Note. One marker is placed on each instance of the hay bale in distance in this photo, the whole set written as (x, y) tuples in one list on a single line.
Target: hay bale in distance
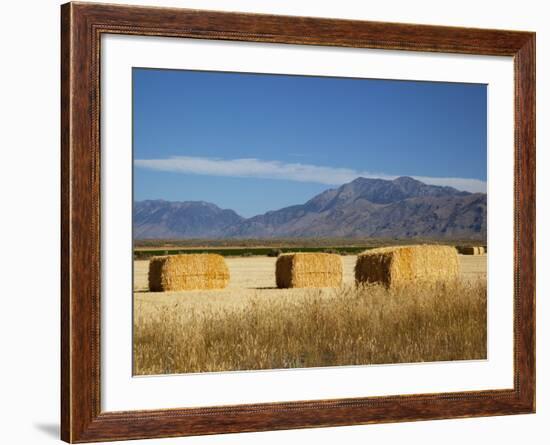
[(308, 270), (471, 250), (187, 272), (402, 265)]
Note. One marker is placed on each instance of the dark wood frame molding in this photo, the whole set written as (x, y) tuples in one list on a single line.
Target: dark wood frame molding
[(82, 25)]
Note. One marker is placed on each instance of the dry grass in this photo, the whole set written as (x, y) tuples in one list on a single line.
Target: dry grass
[(345, 326), (308, 270), (187, 272), (403, 265)]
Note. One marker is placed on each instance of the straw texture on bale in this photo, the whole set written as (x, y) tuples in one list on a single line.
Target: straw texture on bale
[(308, 270), (403, 265), (471, 250), (187, 272)]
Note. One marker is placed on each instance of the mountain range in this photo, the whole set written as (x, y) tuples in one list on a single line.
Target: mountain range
[(374, 208)]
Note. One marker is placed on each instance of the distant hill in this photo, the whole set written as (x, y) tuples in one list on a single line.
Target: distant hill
[(172, 220), (402, 208)]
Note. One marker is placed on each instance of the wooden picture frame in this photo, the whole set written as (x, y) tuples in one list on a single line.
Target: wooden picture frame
[(82, 25)]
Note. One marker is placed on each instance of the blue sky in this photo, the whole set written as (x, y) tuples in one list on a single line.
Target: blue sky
[(256, 142)]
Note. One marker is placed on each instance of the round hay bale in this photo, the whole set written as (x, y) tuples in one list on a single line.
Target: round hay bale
[(187, 272), (402, 265), (308, 270)]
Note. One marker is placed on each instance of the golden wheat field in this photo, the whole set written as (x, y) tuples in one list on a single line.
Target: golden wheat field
[(253, 325)]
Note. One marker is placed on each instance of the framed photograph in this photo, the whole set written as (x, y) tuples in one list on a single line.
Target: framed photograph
[(274, 222)]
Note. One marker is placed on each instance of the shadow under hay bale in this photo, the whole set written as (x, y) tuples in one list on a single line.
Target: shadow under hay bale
[(471, 250), (308, 270), (187, 272), (406, 265)]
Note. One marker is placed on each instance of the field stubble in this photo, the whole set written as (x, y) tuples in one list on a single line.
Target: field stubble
[(252, 325)]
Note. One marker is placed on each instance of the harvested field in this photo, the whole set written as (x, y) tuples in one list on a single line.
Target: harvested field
[(253, 325)]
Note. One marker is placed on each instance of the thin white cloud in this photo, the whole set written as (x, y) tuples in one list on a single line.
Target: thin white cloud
[(256, 168)]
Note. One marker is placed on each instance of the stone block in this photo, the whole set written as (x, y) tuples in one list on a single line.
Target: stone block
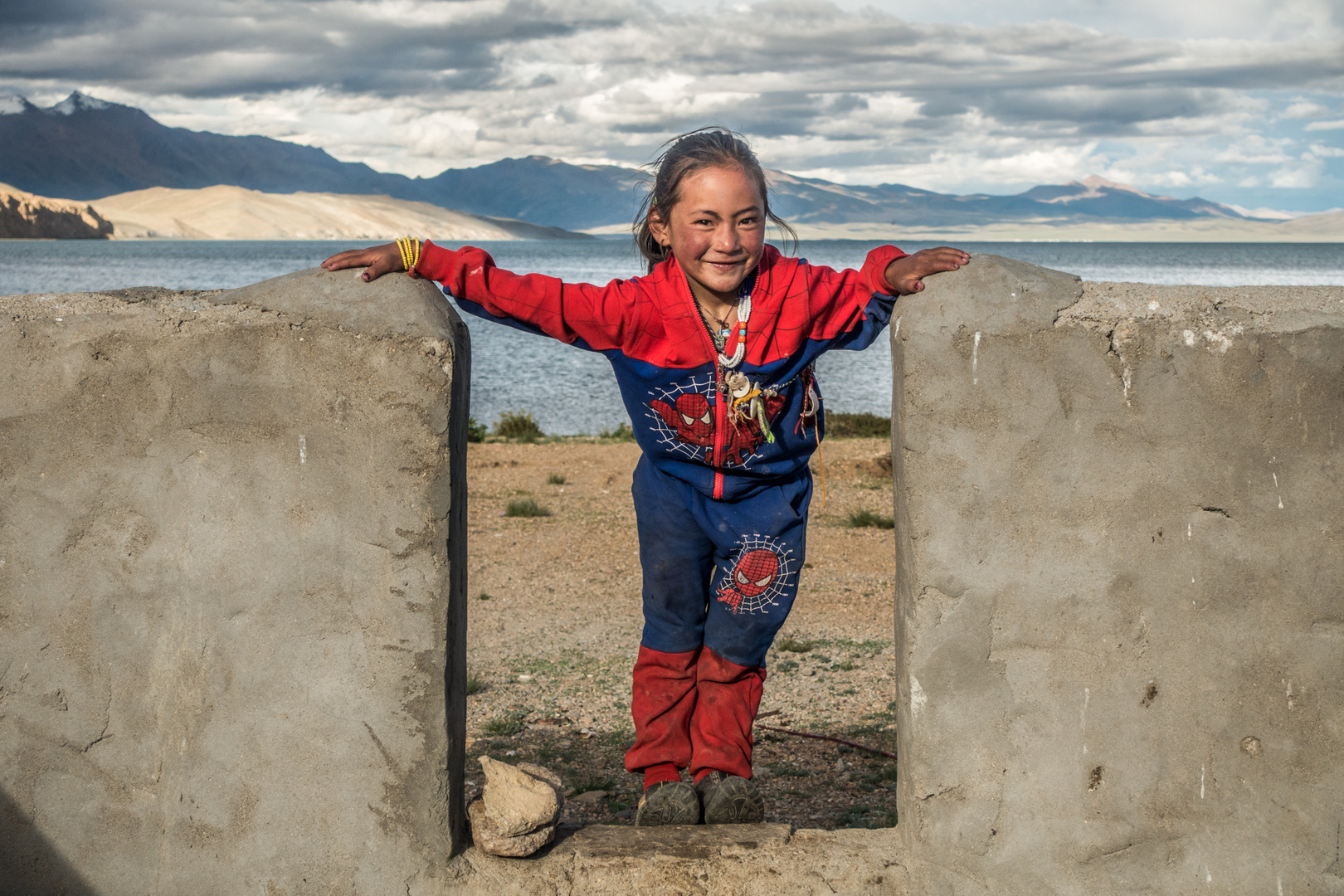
[(231, 579), (1120, 620)]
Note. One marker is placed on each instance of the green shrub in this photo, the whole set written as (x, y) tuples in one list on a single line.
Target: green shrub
[(791, 645), (524, 507), (518, 426), (621, 433), (864, 519), (858, 426)]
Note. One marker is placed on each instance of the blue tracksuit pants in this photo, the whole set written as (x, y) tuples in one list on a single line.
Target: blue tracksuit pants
[(719, 579), (718, 574)]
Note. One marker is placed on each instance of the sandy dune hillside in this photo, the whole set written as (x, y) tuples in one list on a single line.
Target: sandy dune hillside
[(233, 212), (27, 217)]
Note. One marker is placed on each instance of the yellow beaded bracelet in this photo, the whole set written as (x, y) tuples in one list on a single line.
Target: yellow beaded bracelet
[(409, 247)]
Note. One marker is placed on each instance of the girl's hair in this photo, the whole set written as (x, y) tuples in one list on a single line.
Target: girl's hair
[(713, 147)]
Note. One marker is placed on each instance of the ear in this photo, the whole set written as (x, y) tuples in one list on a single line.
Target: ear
[(659, 229)]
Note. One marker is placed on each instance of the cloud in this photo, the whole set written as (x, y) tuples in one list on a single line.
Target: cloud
[(863, 95), (1305, 109)]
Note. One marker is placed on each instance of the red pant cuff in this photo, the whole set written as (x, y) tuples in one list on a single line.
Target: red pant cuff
[(663, 772)]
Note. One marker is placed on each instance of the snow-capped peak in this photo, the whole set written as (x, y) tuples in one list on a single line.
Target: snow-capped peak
[(78, 102)]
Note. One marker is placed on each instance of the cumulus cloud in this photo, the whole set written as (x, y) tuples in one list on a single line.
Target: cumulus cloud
[(856, 95)]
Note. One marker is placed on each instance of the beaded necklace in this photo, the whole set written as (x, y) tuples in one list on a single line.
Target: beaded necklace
[(722, 338)]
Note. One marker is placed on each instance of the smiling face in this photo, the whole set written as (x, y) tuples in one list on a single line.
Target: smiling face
[(715, 230)]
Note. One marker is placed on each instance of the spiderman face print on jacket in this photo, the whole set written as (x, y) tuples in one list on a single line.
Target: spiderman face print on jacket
[(693, 419)]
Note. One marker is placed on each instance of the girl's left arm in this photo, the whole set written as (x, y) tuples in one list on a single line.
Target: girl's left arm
[(570, 312)]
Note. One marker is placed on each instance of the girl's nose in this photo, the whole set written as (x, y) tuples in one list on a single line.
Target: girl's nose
[(726, 238)]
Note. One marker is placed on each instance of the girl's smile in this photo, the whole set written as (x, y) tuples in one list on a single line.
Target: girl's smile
[(715, 231)]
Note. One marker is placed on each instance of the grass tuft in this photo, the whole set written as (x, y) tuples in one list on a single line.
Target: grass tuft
[(502, 726), (524, 507), (858, 426), (518, 426), (791, 645), (863, 816), (621, 433), (867, 519)]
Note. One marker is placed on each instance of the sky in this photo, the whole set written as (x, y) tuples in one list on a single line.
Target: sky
[(1238, 101)]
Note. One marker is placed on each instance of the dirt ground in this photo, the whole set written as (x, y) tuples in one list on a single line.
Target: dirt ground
[(555, 624)]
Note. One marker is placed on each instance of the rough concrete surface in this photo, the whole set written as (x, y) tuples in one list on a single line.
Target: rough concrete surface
[(230, 559), (1120, 622), (704, 860)]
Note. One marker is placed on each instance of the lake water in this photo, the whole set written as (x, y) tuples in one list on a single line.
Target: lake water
[(572, 391)]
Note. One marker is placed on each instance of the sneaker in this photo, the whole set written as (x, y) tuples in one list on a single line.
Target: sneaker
[(730, 800), (668, 802)]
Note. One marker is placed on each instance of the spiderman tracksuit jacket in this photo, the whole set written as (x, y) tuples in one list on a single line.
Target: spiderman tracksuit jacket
[(721, 501)]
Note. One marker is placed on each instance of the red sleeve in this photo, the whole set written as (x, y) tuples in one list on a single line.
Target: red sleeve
[(563, 310), (836, 299)]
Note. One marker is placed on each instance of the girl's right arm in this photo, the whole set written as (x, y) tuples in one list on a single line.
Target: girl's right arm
[(569, 312)]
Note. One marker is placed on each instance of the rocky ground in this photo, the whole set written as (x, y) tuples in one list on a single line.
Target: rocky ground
[(555, 625)]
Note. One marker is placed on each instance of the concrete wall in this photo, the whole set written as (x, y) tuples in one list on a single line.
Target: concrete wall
[(231, 578), (1120, 610)]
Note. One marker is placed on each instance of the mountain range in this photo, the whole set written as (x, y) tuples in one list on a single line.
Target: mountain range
[(85, 148)]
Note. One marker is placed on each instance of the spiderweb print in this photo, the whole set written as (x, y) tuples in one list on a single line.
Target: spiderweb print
[(760, 572), (668, 437)]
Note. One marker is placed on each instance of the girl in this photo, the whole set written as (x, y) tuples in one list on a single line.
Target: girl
[(713, 351)]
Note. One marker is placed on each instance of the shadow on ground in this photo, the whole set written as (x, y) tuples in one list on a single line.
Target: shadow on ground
[(30, 864)]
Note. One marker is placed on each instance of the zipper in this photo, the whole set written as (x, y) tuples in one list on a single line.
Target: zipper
[(721, 418)]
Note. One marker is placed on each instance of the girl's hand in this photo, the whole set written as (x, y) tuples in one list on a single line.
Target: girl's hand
[(375, 260), (906, 275)]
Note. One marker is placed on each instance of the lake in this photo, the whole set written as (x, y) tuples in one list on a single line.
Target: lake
[(570, 391)]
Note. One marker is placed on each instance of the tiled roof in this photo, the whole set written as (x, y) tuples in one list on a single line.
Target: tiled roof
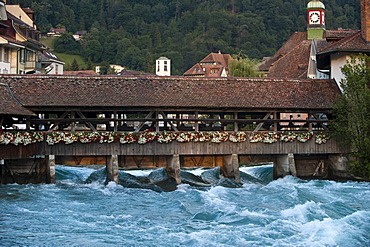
[(218, 58), (335, 35), (80, 73), (9, 39), (9, 105), (210, 66), (127, 72), (351, 43), (292, 42), (172, 92), (196, 70), (294, 64)]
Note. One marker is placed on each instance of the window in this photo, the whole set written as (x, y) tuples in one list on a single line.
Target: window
[(6, 55), (22, 56), (30, 56)]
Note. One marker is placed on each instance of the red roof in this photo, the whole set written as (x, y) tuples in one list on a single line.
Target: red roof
[(294, 64), (210, 66), (335, 35), (172, 92), (351, 43), (291, 43)]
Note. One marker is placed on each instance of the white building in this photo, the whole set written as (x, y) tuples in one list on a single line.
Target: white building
[(163, 66)]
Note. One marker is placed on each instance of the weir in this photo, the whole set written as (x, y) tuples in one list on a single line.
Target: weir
[(171, 122), (35, 163)]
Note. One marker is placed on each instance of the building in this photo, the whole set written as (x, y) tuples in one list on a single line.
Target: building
[(163, 66), (319, 53), (213, 65), (21, 51), (56, 32), (49, 63)]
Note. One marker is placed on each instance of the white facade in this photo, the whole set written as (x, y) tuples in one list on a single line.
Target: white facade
[(5, 57), (163, 66), (337, 61)]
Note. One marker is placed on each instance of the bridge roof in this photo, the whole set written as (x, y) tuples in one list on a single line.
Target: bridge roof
[(176, 92), (9, 105)]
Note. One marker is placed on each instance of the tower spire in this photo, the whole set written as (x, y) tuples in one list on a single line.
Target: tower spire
[(315, 19)]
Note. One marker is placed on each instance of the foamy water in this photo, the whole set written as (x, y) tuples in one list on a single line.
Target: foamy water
[(285, 212)]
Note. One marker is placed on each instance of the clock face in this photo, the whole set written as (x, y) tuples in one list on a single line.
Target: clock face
[(314, 17)]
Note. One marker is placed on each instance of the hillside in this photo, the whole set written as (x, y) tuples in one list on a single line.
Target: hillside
[(133, 33)]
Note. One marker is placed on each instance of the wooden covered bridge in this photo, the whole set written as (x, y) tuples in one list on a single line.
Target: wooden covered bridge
[(173, 122)]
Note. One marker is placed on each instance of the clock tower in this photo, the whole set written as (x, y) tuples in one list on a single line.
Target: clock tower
[(315, 19)]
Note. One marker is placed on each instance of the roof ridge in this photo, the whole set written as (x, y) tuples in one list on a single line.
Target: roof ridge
[(341, 42), (289, 52)]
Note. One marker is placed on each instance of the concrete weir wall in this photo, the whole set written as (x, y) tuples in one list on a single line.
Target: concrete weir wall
[(41, 169), (36, 163)]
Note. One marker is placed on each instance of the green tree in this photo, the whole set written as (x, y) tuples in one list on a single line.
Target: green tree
[(243, 67), (67, 44), (352, 115)]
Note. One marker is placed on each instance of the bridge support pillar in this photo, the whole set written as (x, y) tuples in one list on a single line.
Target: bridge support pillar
[(230, 167), (173, 167), (339, 166), (112, 169), (50, 169), (284, 165)]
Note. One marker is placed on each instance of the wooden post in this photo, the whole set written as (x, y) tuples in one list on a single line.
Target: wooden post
[(236, 127), (112, 169), (2, 170), (173, 167), (230, 167), (115, 123), (284, 165), (197, 122), (50, 163)]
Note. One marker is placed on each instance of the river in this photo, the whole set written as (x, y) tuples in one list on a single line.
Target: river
[(80, 210)]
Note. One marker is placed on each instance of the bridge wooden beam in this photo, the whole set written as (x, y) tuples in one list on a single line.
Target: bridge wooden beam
[(112, 169)]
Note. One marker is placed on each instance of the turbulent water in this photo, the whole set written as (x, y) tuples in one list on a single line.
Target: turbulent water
[(80, 210)]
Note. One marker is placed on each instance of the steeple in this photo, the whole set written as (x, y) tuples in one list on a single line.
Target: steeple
[(315, 19)]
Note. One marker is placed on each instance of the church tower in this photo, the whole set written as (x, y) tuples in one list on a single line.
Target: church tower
[(315, 20)]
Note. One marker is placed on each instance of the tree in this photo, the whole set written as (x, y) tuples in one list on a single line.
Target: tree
[(243, 67), (352, 115)]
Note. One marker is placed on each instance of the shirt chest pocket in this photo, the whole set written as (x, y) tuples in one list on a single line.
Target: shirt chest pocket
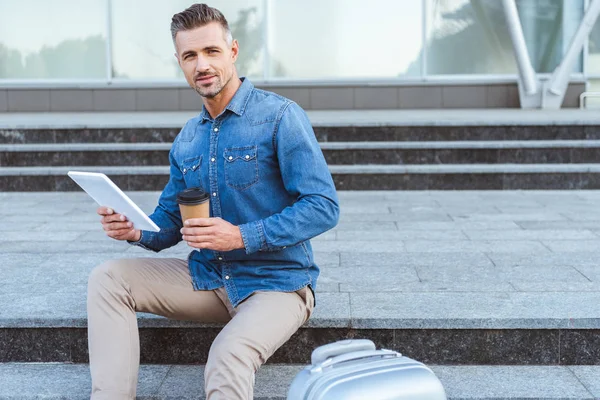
[(241, 167), (190, 169)]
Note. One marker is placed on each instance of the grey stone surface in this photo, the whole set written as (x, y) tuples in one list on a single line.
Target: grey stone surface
[(356, 259), (3, 100), (546, 234), (114, 100), (189, 100), (64, 381), (425, 286), (71, 100), (497, 96), (515, 274), (157, 99), (44, 279), (169, 382), (28, 100), (379, 98), (299, 95), (363, 246), (486, 246), (382, 235), (332, 98), (529, 216), (332, 311), (511, 382), (464, 96), (344, 225), (575, 259), (421, 97), (380, 276), (410, 97), (451, 225), (475, 310), (575, 246), (589, 376)]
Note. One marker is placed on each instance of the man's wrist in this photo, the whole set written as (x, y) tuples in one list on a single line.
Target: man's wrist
[(240, 243)]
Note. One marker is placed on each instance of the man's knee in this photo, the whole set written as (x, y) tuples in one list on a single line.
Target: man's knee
[(107, 276), (234, 353)]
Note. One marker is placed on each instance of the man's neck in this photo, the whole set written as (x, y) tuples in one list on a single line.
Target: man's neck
[(217, 104)]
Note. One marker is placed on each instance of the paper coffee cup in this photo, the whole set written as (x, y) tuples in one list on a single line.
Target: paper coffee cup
[(193, 203)]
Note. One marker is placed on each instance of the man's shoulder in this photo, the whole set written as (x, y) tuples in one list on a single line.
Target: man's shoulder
[(264, 105)]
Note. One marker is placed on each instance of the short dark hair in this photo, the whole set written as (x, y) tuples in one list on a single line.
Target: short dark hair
[(198, 15)]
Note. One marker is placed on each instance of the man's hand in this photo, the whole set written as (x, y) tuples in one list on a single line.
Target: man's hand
[(117, 226), (213, 234)]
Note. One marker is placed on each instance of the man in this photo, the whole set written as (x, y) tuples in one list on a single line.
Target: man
[(252, 265)]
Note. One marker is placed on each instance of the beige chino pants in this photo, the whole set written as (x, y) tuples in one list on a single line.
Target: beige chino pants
[(254, 329)]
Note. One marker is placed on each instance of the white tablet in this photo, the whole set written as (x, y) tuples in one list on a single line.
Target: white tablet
[(106, 193)]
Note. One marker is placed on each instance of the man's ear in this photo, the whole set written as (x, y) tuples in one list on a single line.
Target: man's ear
[(235, 50)]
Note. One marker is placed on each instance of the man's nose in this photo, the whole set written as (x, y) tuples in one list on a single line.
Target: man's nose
[(202, 64)]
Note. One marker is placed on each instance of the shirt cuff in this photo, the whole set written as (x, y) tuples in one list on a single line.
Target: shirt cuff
[(140, 242), (253, 236)]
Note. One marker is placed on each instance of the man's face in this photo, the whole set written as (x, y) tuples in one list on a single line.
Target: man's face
[(206, 59)]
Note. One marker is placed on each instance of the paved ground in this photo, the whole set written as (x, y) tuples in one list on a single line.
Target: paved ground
[(182, 382), (397, 259)]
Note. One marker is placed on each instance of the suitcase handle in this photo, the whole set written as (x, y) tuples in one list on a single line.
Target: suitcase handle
[(358, 355), (322, 353)]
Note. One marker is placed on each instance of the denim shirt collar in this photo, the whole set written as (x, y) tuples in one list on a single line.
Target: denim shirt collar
[(237, 104)]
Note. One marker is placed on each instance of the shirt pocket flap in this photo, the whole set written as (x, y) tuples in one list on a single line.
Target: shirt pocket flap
[(190, 164), (244, 153)]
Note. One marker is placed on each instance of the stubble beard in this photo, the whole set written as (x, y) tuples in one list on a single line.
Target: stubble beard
[(213, 90)]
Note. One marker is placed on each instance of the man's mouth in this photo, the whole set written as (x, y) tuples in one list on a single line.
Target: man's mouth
[(204, 79)]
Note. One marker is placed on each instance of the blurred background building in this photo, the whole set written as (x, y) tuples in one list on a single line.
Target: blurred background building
[(117, 55)]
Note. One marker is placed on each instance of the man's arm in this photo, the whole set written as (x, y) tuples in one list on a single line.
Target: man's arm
[(306, 177), (166, 215)]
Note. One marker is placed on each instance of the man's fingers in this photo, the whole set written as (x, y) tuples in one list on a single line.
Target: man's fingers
[(200, 222), (197, 238), (120, 234), (105, 210), (115, 226), (201, 245), (113, 218), (198, 231)]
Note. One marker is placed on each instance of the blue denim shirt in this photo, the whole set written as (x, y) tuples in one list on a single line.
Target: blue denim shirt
[(265, 172)]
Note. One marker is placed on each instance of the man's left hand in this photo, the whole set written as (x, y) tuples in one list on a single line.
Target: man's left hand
[(212, 233)]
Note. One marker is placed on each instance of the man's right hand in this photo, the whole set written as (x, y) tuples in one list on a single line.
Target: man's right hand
[(117, 226)]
○ ○ ○
• **PROBLEM DESCRIPTION**
Set down word for word the lines from the first entry through the line with "Note. One marker is placed on each instance of the distant", both included, omitting pictures.

• **EXERCISE RESULT**
Note. One marker is placed on each instance of the hay bale in distance in this photo, the whole set written as (x, y) tuples in one list on a single line.
Target: hay bale in distance
[(308, 270), (471, 250), (187, 272), (402, 265)]
Note. One marker is placed on each instance of the dark wood frame molding in this photo, the whole set written as (x, y) tuples in one list on a single line.
Target: dark wood frame molding
[(82, 25)]
Note. One marker is placed on each instance of the dry grass in this photo, the whole set written as (x, y) tuples in one list on a single line.
Target: dry grass
[(345, 326), (308, 270), (187, 272), (403, 265)]
Note. One marker is placed on each instance of the straw texture on bale in this photo, the whole set written as (x, y) tuples in one list on a single line.
Target: straw texture on bale
[(308, 270), (403, 265), (471, 250), (187, 272)]
Note. One marker is placed on each instance of the mountain range in this photo, the whole set written as (x, y) tuples in one list on a single line.
Target: mountain range
[(374, 208)]
Note. One marker is placed on each instance of the distant hill in this photo, the whole set written as (x, y) tuples in one list on a single line.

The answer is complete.